[Image point grounding data]
BEGIN
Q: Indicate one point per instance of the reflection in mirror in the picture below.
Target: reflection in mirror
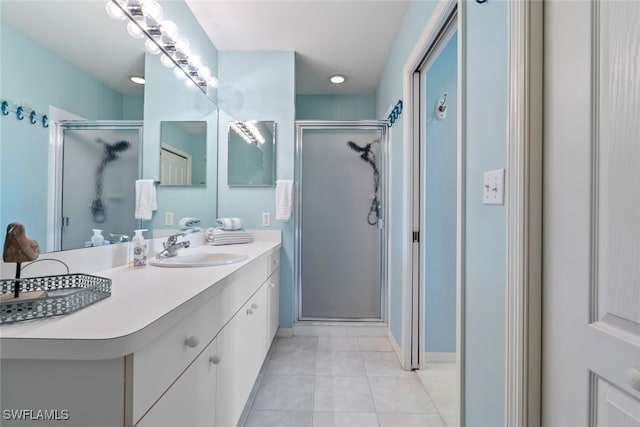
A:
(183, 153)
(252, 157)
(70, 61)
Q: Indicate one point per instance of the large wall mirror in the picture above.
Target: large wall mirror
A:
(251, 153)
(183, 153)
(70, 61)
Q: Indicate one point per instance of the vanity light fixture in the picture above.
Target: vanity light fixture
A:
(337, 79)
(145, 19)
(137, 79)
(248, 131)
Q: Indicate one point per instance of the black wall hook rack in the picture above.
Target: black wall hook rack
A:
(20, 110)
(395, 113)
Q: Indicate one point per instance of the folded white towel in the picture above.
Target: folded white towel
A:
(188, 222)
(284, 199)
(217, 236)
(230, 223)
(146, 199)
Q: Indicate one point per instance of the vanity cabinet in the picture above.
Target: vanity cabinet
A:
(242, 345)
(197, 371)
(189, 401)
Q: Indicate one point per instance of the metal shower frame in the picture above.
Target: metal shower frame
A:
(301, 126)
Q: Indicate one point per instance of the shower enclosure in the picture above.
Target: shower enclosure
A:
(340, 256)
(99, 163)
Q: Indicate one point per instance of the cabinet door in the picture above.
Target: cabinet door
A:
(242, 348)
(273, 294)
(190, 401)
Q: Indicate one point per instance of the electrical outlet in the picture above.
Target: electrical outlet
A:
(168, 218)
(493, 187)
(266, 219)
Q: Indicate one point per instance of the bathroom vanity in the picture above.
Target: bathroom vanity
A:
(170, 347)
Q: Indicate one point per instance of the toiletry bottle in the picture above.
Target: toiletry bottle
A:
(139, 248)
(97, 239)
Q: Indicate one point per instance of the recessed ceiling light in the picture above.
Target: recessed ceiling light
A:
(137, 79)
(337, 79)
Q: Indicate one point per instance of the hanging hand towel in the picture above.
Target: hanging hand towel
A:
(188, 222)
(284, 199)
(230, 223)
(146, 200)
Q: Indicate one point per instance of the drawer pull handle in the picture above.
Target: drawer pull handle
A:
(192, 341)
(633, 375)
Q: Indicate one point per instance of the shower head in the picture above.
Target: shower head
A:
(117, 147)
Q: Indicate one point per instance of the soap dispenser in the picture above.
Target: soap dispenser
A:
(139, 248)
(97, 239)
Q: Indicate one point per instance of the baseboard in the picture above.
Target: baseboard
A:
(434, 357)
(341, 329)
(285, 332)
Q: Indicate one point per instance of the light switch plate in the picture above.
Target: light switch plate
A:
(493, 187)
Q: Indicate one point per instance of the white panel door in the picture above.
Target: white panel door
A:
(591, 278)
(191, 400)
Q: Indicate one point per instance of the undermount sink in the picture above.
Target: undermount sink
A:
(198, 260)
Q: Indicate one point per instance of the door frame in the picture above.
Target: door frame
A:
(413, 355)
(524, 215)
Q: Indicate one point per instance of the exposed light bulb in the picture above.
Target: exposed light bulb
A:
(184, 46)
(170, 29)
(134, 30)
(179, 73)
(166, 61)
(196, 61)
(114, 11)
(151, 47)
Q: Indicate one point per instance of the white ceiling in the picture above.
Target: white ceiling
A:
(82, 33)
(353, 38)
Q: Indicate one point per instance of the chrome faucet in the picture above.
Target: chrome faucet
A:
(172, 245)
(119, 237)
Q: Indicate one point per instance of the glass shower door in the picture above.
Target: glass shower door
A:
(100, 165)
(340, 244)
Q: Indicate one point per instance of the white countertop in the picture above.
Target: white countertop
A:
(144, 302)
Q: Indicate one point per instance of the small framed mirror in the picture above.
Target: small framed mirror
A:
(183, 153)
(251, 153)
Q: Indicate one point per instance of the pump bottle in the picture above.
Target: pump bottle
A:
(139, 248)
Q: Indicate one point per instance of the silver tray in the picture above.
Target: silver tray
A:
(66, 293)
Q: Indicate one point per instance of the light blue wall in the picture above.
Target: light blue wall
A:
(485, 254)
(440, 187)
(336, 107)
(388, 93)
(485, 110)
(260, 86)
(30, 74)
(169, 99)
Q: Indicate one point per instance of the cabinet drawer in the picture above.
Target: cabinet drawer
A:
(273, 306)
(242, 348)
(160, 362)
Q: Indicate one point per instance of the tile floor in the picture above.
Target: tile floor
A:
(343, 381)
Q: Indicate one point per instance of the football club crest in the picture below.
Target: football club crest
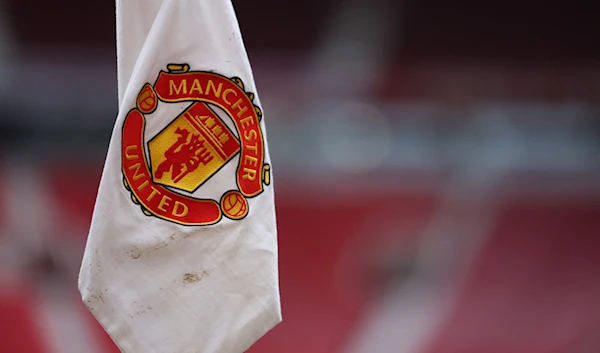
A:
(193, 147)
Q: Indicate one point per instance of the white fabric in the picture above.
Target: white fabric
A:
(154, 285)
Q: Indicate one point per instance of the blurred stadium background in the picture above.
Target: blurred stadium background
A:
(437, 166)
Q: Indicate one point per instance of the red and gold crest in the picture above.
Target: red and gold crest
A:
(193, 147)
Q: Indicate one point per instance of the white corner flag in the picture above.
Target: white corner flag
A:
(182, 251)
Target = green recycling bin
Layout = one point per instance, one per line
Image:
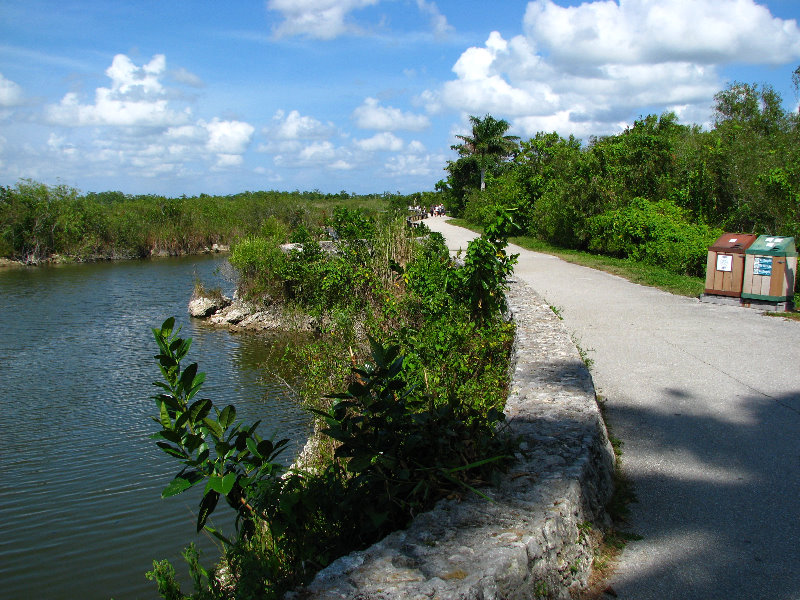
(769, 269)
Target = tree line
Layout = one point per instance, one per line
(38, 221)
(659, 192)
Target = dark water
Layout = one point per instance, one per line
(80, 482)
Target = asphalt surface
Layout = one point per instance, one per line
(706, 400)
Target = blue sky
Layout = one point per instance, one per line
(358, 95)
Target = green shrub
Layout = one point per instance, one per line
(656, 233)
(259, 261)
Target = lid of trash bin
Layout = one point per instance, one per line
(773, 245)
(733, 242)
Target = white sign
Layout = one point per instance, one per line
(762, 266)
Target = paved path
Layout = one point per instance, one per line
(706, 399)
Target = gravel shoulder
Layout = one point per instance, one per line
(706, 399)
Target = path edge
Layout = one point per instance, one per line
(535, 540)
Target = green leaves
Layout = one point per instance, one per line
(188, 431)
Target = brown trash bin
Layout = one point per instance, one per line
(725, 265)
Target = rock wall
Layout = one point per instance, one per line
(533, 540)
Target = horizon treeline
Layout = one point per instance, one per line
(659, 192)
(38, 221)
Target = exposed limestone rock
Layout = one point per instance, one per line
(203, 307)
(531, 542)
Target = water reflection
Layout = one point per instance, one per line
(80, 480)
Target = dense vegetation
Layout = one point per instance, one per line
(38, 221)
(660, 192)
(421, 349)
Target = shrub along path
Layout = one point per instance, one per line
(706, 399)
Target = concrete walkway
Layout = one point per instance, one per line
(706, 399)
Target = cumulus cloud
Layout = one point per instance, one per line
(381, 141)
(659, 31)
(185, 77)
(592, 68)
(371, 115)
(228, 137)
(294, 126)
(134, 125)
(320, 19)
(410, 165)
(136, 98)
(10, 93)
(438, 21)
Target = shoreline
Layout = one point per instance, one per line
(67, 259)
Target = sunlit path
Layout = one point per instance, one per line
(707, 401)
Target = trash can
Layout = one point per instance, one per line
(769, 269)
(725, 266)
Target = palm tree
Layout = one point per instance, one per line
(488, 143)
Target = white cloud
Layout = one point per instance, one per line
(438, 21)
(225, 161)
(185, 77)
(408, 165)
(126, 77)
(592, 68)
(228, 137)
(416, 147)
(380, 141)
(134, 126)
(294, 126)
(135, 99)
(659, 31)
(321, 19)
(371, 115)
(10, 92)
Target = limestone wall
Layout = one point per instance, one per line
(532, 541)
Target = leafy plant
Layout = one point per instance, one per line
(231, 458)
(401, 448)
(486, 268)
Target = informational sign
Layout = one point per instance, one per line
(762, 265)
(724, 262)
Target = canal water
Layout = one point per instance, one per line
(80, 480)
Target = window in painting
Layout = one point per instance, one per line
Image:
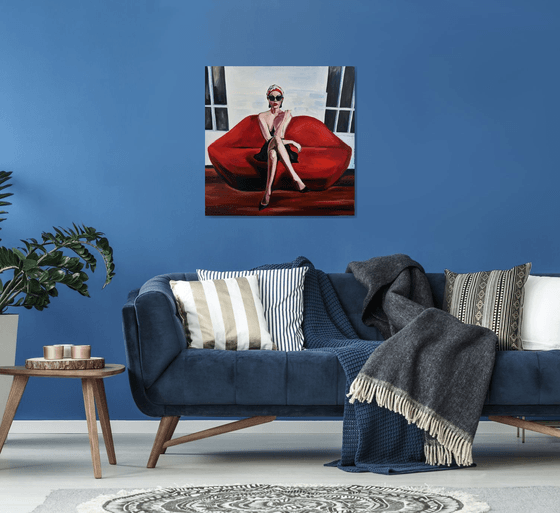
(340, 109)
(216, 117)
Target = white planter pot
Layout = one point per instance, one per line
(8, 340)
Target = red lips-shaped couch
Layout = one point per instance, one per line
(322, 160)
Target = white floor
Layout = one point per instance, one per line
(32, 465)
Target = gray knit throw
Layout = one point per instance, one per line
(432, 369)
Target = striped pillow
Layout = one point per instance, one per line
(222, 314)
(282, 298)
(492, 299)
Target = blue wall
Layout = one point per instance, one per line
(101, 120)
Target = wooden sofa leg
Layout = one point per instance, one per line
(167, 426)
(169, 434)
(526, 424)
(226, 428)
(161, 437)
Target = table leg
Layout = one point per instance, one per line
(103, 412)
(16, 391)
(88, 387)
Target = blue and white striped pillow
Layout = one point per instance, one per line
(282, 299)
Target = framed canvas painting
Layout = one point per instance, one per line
END
The lines to show are those in the data above that include "limestone".

Target = exposed limestone rock
Target = limestone wall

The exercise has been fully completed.